INFORMATION PROVIDED below:

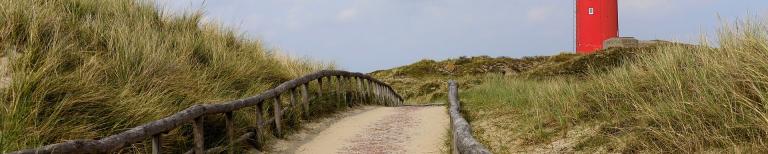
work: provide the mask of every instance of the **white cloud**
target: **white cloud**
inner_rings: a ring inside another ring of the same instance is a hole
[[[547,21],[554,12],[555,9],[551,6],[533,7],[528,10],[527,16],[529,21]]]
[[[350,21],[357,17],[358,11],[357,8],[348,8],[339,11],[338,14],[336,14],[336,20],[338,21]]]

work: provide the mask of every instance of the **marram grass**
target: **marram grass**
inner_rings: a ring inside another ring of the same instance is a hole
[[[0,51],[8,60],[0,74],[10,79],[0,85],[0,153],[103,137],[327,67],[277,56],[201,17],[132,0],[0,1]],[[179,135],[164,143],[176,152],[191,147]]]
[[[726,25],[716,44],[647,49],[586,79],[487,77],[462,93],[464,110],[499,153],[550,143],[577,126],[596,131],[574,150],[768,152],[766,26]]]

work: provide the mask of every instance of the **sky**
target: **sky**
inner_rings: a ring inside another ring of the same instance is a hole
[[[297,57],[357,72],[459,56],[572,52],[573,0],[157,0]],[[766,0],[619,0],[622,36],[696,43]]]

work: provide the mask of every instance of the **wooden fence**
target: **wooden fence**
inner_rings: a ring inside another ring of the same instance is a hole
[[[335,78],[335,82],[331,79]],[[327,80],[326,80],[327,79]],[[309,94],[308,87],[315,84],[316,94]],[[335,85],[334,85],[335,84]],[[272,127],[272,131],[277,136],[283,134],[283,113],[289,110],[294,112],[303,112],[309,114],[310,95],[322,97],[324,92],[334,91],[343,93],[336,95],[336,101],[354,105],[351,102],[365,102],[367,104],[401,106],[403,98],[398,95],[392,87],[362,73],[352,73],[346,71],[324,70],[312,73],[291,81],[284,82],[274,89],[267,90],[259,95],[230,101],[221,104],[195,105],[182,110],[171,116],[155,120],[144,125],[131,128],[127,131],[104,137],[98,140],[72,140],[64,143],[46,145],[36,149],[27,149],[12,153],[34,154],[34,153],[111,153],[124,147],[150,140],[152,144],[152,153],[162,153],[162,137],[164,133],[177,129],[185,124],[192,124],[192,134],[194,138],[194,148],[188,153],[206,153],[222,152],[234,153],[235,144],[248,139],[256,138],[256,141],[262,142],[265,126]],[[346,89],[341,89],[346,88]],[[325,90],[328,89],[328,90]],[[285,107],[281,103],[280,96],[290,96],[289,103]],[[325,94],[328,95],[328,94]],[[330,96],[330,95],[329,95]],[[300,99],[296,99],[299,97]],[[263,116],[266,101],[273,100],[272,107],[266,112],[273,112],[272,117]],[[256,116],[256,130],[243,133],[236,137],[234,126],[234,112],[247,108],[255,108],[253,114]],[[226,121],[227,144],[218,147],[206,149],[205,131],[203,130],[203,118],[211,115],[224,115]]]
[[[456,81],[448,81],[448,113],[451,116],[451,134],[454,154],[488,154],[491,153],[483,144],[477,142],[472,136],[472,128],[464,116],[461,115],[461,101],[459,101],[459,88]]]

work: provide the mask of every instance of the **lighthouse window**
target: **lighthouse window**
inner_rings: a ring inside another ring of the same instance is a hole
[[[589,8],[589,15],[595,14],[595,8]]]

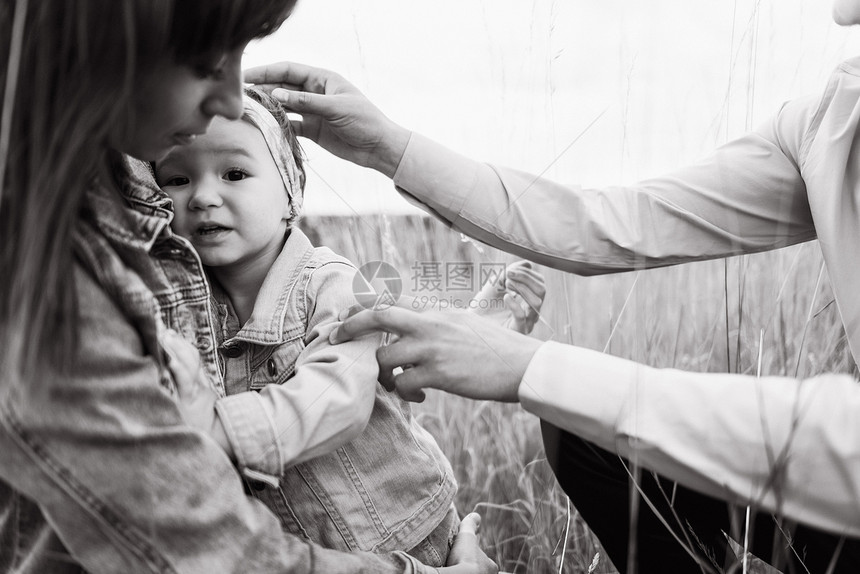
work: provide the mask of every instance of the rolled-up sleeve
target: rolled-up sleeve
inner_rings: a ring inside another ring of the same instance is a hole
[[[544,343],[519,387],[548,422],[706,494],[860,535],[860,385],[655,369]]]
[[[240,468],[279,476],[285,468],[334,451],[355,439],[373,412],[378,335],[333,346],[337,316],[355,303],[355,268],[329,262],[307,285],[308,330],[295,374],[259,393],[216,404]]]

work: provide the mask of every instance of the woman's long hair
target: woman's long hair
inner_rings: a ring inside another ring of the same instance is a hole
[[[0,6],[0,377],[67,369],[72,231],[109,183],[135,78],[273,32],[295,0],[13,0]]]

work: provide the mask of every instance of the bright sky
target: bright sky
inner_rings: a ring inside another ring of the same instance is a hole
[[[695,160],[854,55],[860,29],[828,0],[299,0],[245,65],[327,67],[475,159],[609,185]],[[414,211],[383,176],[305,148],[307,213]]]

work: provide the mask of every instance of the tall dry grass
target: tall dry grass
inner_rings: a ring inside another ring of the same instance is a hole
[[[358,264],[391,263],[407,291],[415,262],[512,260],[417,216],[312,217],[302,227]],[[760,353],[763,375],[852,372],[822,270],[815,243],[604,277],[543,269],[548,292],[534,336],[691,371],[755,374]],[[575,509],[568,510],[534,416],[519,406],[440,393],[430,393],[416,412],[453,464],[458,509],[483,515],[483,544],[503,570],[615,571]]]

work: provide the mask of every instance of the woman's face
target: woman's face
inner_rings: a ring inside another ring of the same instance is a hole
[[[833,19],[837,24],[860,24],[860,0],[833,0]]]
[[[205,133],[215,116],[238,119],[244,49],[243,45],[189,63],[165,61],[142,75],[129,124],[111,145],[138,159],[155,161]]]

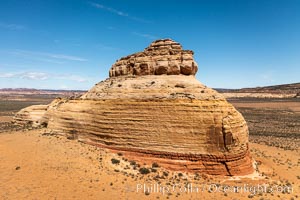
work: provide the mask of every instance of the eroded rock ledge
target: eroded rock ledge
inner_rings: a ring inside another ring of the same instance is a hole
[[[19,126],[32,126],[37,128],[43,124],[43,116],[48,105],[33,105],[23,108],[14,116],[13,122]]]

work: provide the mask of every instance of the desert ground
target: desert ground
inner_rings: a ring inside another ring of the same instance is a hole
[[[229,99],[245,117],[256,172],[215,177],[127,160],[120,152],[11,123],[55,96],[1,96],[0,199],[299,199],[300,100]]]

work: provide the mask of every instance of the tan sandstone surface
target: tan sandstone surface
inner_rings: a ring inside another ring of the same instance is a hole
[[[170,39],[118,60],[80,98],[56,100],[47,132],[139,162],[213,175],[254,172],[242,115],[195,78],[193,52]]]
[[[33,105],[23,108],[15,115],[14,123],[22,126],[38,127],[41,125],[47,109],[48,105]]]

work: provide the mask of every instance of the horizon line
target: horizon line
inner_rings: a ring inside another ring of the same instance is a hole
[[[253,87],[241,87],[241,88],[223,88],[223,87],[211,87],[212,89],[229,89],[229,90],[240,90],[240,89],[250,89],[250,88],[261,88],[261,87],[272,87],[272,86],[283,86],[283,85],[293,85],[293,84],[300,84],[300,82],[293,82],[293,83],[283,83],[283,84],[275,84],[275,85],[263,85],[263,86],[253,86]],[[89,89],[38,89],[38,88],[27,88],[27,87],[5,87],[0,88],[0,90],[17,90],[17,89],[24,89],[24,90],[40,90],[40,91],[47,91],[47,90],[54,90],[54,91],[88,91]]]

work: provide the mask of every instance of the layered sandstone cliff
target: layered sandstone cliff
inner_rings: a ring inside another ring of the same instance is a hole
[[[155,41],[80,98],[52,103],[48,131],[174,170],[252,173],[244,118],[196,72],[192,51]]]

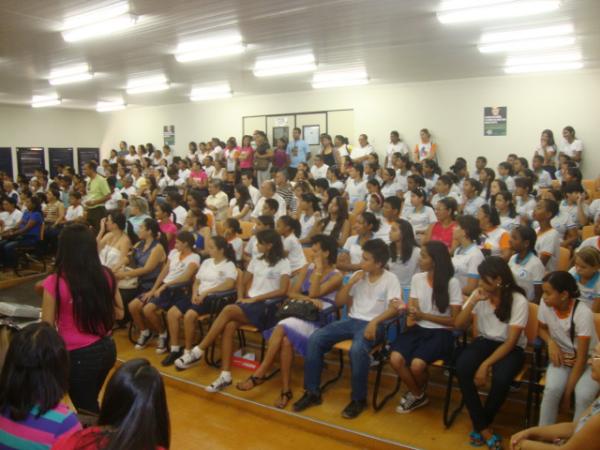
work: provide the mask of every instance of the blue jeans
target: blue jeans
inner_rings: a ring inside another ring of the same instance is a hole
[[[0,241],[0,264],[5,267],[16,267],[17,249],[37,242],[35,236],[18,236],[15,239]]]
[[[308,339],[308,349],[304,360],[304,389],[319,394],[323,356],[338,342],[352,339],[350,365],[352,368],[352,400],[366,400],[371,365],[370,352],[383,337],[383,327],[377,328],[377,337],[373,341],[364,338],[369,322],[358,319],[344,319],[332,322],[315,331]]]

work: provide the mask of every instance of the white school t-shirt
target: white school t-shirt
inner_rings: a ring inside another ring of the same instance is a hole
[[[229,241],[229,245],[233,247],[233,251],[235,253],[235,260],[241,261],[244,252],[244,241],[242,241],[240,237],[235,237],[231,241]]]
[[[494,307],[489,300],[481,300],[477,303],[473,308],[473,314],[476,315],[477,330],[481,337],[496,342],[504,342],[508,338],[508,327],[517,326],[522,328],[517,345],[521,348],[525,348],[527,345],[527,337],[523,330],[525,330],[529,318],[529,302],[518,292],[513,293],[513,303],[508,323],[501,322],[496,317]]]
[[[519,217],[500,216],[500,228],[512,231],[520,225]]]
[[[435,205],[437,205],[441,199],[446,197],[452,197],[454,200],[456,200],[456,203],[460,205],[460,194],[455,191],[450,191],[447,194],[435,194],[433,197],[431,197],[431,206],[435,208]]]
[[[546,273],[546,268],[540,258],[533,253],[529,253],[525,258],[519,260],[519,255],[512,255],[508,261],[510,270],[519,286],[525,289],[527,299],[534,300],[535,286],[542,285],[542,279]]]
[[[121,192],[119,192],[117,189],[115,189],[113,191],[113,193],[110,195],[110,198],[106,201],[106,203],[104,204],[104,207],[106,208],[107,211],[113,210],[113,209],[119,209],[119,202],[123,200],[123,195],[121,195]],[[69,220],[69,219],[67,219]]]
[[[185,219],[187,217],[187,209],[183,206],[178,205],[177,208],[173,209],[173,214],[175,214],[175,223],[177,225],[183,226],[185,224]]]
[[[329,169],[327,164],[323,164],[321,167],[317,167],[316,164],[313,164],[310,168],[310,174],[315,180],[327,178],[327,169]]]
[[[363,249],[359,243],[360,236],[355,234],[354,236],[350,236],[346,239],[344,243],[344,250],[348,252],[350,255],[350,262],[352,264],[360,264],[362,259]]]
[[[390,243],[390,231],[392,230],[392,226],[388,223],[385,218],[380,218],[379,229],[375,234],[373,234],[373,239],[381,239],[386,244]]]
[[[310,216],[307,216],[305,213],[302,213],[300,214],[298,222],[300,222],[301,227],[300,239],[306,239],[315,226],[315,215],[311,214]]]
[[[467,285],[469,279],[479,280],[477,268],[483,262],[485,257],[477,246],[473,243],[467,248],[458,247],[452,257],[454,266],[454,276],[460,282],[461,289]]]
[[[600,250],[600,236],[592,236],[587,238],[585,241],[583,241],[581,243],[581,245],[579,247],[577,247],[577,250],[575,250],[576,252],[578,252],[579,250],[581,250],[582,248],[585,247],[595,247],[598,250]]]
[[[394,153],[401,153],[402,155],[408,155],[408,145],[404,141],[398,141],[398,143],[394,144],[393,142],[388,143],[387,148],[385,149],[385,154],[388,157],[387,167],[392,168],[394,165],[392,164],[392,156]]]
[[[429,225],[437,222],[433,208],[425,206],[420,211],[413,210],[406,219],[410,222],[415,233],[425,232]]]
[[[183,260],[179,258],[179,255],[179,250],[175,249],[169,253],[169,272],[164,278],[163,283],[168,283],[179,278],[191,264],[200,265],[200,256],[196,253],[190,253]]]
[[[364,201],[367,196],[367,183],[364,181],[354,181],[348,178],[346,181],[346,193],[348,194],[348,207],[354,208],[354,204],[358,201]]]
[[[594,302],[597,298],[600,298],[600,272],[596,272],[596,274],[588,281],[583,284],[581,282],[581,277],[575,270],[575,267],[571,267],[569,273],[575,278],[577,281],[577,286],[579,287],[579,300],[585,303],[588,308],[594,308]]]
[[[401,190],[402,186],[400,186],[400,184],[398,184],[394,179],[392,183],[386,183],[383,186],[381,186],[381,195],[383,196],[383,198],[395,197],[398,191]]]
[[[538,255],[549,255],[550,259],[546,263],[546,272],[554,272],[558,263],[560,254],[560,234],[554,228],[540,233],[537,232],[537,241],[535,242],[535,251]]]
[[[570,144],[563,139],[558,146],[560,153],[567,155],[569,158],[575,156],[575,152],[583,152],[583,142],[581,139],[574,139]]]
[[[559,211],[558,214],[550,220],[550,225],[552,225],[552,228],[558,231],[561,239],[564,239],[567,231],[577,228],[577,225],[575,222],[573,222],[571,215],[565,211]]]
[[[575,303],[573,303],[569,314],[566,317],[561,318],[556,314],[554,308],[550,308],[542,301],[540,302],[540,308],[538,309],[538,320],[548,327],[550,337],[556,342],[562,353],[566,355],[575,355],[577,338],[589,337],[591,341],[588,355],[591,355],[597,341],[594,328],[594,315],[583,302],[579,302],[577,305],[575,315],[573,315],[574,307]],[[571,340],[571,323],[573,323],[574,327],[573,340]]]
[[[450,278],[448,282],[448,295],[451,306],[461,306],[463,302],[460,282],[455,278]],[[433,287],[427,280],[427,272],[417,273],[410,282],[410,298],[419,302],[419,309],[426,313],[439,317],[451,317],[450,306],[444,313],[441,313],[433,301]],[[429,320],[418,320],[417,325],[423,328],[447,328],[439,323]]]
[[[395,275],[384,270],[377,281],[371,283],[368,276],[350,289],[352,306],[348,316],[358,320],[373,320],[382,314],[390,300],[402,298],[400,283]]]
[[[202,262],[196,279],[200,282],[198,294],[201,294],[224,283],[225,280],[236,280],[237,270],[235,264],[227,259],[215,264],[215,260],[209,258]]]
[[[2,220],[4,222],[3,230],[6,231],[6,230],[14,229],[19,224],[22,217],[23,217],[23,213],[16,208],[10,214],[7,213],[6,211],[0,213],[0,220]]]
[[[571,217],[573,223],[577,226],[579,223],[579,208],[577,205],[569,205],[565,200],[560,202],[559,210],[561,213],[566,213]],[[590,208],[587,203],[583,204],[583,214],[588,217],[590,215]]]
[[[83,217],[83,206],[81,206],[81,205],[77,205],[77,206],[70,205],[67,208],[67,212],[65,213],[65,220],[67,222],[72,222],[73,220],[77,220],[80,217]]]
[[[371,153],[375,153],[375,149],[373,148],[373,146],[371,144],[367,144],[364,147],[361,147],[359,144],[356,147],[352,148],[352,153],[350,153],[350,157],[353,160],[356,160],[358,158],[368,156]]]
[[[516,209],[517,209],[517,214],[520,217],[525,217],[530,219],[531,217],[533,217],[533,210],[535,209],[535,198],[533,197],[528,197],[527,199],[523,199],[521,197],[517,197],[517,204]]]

End of INFORMATION PROVIDED.

__TASK TO COMPLETE__. Would you please copy exactly the part of the entries above that begins at the line containing "work: provide the mask of every instance of the eroded" and ends at the line containing "target: desert ground", both lines included?

__WRITTEN RESPONSE__.
work: provide the mask of every instance of the eroded rock ledge
target: eroded rock ledge
inner_rings: a ring inside another ring of the same instance is a hole
[[[19,126],[32,126],[37,128],[43,124],[43,116],[48,105],[33,105],[23,108],[14,116],[13,122]]]

work: provide the mask of every instance of the desert ground
target: desert ground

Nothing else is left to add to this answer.